* INFORMATION SHOWN *
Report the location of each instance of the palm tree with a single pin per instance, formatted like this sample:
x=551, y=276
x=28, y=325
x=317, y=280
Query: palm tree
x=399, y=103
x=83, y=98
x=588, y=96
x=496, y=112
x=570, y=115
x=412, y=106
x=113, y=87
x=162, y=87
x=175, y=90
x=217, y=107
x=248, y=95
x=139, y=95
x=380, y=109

* REQUIRED WORK *
Each entry above needs to be returned exactly as written.

* TASK RESULT *
Report the location of each instance of the palm tree with a single pin per instance, formatted like this sample:
x=551, y=276
x=28, y=325
x=317, y=280
Query: palm tree
x=399, y=103
x=83, y=98
x=588, y=96
x=496, y=112
x=570, y=115
x=412, y=106
x=113, y=87
x=162, y=87
x=175, y=90
x=217, y=107
x=248, y=95
x=139, y=95
x=380, y=109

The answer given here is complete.